- Task: Write out the records word for word, with no pictures.

- Supplied data:

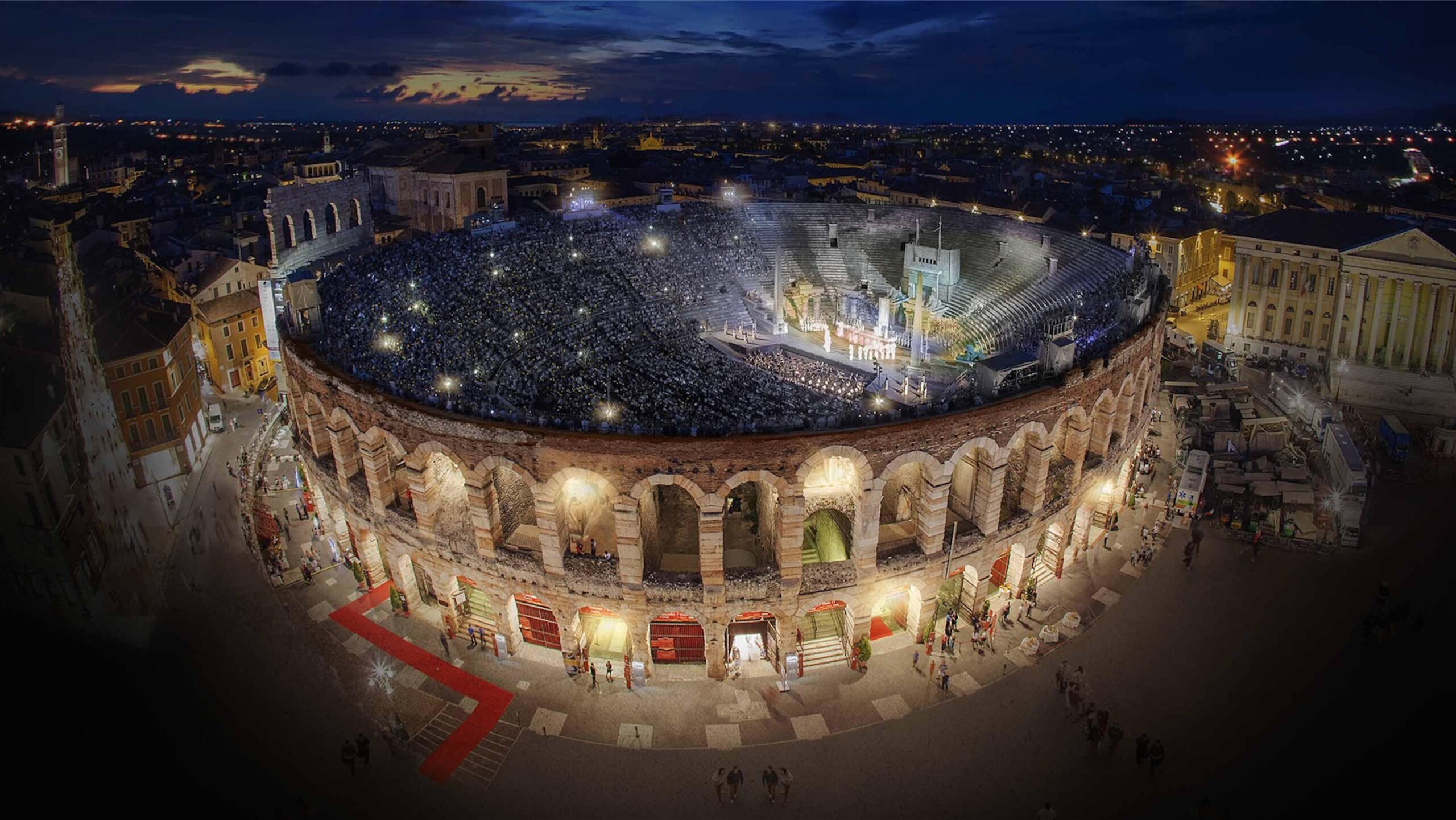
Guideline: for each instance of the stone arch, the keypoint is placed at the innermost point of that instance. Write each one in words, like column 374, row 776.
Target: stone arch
column 762, row 522
column 669, row 525
column 913, row 487
column 976, row 469
column 580, row 504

- Answer space:
Guideline: for each instance of the stone arch, the keypoint is placed at the innermost point of that instance. Write each one in words, like column 374, row 776.
Target: stone arch
column 762, row 522
column 669, row 525
column 913, row 487
column 976, row 469
column 580, row 504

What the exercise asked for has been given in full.